#### Data to process ####

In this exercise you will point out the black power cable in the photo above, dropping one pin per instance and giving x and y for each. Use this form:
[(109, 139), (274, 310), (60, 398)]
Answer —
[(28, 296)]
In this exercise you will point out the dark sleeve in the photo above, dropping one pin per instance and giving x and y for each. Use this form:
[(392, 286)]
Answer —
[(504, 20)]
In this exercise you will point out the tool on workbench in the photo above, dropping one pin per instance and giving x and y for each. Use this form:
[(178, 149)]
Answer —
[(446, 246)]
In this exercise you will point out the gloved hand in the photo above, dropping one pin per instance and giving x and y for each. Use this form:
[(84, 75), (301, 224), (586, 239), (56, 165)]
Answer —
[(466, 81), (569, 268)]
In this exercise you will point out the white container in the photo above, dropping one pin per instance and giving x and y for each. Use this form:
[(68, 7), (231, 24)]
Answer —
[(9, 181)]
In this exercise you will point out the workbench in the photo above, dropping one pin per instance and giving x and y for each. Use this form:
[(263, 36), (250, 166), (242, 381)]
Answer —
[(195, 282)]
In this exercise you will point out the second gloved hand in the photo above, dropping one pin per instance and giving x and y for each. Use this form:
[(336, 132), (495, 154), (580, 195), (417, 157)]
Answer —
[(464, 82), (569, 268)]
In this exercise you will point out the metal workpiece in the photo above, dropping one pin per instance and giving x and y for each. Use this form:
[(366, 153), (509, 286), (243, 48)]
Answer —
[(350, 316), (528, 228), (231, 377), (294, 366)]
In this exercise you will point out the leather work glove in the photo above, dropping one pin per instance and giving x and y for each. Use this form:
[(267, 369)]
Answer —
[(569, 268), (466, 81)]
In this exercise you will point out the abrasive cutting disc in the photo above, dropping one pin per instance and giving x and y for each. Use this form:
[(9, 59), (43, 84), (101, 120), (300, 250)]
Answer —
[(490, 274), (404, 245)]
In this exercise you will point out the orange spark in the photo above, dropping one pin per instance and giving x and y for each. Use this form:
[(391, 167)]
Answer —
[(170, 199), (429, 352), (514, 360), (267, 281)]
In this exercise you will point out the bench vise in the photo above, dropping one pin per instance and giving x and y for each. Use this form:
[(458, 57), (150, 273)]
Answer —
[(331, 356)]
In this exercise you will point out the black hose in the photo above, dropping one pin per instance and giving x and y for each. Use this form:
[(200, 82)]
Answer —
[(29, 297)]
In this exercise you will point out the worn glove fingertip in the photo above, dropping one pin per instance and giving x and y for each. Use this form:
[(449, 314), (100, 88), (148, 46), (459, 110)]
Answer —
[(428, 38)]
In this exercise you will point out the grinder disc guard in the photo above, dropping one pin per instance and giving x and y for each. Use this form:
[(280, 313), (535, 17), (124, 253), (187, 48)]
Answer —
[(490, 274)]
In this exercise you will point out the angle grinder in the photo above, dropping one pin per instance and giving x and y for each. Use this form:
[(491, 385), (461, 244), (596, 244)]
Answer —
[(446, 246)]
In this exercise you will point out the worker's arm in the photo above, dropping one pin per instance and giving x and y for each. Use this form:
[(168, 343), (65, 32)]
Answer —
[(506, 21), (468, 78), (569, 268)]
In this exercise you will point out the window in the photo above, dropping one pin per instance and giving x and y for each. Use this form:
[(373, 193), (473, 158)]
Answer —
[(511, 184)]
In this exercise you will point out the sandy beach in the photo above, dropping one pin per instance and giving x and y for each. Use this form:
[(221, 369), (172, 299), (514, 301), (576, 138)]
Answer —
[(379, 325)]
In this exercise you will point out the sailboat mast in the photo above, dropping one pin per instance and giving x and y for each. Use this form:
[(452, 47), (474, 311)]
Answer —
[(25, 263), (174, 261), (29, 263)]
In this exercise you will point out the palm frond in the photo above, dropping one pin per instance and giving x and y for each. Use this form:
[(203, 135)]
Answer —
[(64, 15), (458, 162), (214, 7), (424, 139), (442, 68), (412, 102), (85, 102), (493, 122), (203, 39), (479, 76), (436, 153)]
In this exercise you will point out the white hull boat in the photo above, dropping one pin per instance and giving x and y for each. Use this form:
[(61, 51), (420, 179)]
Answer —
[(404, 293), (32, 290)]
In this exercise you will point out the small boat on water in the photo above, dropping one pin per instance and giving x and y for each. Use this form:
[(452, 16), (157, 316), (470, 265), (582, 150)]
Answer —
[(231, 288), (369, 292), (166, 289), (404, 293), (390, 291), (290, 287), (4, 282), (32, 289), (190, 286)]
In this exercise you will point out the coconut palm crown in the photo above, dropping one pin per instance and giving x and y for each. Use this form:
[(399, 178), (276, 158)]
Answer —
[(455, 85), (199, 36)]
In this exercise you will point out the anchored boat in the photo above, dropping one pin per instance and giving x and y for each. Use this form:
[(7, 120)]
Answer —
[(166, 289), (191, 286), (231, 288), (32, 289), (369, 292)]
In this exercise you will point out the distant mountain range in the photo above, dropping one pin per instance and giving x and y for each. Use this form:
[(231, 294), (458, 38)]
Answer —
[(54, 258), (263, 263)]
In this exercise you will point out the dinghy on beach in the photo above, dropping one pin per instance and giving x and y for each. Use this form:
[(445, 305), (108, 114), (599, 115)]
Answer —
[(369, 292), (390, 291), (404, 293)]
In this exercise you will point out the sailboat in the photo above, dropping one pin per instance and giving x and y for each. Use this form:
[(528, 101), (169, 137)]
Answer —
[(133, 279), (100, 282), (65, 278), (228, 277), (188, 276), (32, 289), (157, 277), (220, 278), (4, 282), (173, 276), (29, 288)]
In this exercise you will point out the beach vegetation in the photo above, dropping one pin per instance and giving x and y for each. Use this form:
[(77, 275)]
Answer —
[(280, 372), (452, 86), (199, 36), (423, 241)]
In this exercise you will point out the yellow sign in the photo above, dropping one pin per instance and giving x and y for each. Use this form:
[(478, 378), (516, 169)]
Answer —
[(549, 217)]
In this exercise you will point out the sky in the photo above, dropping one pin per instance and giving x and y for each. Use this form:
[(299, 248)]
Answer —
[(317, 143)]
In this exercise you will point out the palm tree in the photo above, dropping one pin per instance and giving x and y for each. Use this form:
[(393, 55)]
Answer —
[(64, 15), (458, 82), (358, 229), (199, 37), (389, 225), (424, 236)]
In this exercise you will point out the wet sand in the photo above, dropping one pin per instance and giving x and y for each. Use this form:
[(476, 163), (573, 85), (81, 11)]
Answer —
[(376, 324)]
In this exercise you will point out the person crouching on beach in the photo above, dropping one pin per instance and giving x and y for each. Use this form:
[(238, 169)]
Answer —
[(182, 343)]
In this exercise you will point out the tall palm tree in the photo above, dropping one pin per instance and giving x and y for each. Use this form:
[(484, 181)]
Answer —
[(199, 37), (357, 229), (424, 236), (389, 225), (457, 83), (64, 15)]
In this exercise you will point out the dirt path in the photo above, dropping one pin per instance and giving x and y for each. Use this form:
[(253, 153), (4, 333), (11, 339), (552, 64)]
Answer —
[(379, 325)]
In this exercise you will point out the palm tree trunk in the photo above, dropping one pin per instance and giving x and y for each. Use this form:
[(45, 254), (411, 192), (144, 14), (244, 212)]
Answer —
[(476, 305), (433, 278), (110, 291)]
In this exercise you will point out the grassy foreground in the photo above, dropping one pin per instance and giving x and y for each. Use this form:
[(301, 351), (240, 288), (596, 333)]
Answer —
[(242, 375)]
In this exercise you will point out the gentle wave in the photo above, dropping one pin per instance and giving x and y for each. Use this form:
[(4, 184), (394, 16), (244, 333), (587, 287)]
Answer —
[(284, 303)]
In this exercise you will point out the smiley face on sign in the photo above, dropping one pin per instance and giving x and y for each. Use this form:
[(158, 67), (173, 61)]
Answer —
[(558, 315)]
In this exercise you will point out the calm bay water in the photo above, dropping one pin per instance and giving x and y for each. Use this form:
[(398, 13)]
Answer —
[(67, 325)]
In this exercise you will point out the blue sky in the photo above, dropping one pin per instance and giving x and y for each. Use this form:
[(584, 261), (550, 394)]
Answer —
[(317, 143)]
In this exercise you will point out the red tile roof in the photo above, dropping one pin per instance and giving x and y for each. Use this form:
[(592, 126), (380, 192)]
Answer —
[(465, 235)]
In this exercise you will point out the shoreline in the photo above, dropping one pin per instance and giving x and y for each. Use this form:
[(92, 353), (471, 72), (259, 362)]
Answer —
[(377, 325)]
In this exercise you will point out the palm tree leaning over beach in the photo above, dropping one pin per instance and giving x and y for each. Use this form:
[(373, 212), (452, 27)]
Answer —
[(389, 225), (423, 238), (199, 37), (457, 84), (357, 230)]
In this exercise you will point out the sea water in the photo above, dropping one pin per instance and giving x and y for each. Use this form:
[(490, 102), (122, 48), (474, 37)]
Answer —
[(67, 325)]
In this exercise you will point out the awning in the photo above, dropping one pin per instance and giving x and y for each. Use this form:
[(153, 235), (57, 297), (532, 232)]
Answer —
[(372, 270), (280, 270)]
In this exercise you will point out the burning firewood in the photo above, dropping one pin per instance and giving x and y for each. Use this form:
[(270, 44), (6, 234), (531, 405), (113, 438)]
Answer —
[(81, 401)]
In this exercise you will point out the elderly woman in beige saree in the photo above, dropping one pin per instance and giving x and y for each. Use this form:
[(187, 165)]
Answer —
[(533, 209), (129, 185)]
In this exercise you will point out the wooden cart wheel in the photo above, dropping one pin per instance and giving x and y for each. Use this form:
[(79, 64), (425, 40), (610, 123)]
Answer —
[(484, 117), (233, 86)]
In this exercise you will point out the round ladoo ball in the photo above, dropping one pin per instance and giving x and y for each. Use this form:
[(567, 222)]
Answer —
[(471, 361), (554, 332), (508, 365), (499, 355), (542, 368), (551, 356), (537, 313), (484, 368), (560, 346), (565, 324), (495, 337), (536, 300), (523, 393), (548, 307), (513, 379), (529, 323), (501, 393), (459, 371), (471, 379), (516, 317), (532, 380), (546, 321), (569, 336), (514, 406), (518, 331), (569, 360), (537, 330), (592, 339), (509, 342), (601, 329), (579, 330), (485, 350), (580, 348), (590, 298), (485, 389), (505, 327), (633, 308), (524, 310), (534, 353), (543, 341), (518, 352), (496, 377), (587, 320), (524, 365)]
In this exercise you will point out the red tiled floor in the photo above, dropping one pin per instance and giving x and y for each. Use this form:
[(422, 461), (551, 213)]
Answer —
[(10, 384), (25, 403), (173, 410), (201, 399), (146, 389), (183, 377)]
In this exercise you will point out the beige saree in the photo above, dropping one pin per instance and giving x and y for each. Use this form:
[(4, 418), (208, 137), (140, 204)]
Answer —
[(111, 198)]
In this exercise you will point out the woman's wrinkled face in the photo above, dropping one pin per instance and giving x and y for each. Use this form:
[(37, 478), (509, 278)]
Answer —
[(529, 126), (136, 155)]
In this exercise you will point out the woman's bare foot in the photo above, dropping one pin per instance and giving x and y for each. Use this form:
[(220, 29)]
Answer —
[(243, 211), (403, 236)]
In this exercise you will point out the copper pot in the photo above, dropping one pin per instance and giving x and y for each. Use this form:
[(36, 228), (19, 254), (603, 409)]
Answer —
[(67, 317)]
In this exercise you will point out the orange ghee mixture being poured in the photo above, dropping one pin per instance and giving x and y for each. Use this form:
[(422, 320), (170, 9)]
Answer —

####

→ **About this task**:
Every line of the listing above that includes "face" should be copied out.

→ **Exercise answer**:
In this exercise you will point out the smiley face on sign in the photo above, dropping one pin per instance and giving x and y for each. Use this form:
In this exercise you will point out the woman's wrinkled face in the photo above, dropping one pin per instance and giving x and y for each. Use this form:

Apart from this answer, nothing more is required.